Box-labeled dataset extracts:
───

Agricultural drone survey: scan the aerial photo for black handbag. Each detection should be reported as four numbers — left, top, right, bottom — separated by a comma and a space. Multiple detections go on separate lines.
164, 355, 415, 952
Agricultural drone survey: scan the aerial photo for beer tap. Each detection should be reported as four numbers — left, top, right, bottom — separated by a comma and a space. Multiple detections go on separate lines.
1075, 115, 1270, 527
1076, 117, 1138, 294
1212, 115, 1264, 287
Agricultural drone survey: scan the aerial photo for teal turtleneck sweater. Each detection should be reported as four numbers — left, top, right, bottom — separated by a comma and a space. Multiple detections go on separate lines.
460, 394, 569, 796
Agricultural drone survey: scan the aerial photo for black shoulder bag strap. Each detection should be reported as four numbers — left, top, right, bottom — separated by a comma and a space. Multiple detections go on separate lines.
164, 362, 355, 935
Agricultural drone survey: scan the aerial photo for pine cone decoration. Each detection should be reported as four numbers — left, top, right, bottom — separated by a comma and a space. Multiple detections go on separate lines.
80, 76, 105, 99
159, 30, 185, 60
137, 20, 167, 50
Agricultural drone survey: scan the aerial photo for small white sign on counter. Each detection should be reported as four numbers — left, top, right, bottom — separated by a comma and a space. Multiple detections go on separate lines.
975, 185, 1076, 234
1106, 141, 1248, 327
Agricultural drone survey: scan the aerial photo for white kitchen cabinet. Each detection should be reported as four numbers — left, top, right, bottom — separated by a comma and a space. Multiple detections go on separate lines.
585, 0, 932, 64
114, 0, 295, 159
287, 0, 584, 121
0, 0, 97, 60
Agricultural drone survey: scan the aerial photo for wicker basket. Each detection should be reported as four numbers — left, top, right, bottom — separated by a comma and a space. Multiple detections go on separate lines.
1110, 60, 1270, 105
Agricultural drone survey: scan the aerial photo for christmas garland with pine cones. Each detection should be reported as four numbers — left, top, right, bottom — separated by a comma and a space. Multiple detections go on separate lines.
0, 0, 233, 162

───

Repeat exactly the lines above from the line that contains "Agricultural drone survey: scan the aerial photo for white" through the end. Include both of these ends; leave out everything else.

Agricultural drone survey: scan the aerial photo for white kitchen cabinet. Each detection should be reported as four numbers — left, top, right, bottom — separated by a comma and a space. Multiple detections go on separate lines.
585, 0, 932, 64
114, 0, 295, 159
287, 0, 584, 121
0, 0, 97, 60
Agricultural drone survey: scan the aerial photo for wicker basket. Each detection should be reported as four numbers — left, top, right, bottom — separated by a comma and a space. Multiple detections go on separate lines.
1110, 60, 1270, 105
Agricultural drone survey: scan the aerial photo for christmas garland with pine cones. Each detection should be reported as four numbers — left, top, right, bottom — separated by a comma and a space. Multiple detections go on separate lines.
0, 0, 233, 162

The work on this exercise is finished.